* Data shown:
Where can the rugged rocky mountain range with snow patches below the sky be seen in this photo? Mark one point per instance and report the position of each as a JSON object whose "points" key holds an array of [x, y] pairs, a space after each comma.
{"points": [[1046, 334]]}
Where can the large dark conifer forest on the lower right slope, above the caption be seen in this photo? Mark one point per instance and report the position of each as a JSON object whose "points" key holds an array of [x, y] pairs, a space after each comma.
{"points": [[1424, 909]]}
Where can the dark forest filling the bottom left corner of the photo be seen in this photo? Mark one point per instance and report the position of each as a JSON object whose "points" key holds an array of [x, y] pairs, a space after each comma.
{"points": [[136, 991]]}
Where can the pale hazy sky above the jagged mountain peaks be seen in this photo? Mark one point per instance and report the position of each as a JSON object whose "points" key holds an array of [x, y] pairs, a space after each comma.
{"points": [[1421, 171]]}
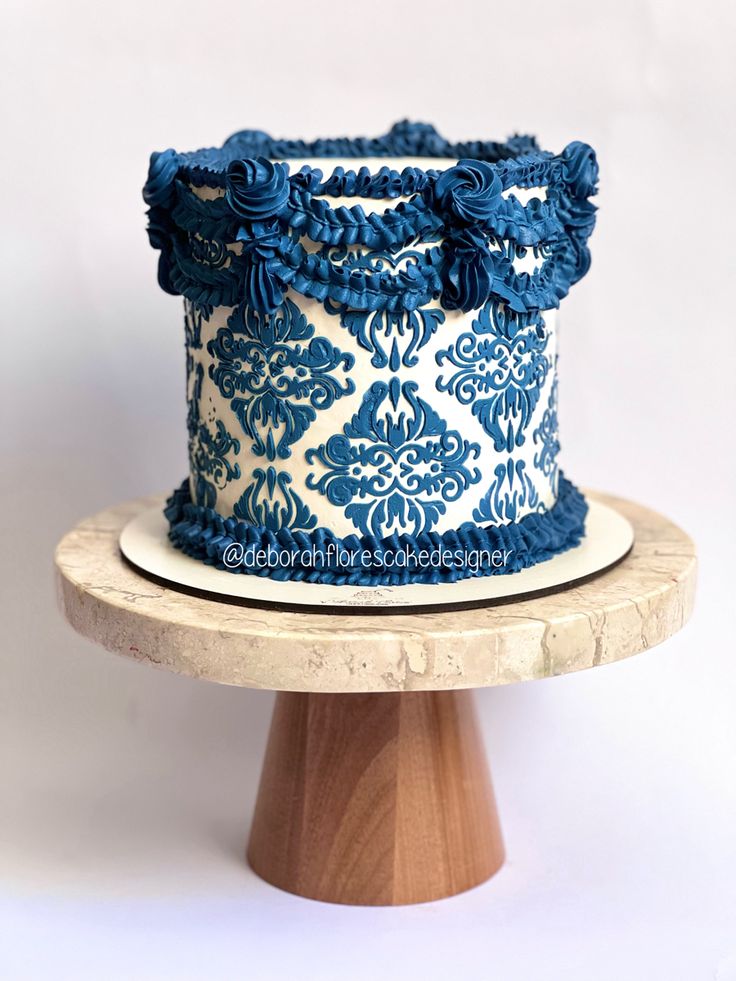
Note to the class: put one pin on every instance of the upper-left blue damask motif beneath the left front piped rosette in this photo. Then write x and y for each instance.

* Assignment:
Your reply should hold exactly the lines from the line containing "Where can the large" through the final line of the listing, and none of the pictures.

* Solved problem:
Where can the large dark conifer forest on the lower right slope, above the caption be seen in this photo? Mark one point per instance and report the position of each as a JSON object whose "points" key holds an array of [x, y] pairs, a space after each comma.
{"points": [[1424, 909]]}
Where can the dark forest filling the bottom left corner of the photo be seen in this photo? Mark one point per instance and report the position of each as a JSON object whose "points" key holds an array of [x, y] pairs, a space after each comma.
{"points": [[136, 991]]}
Where can the pale hazy sky above the jagged mountain peaks be seen in this photo? Mark one point per instance and report the position of each as a JSON object whose "points" key holds an array of [x, y] pairs, a space after each comma.
{"points": [[1421, 171]]}
Note to the class: put one pin on every instance of the upper-left blue damask motif beneath the left front piped rosette in this photo. Then write x and y for each instance.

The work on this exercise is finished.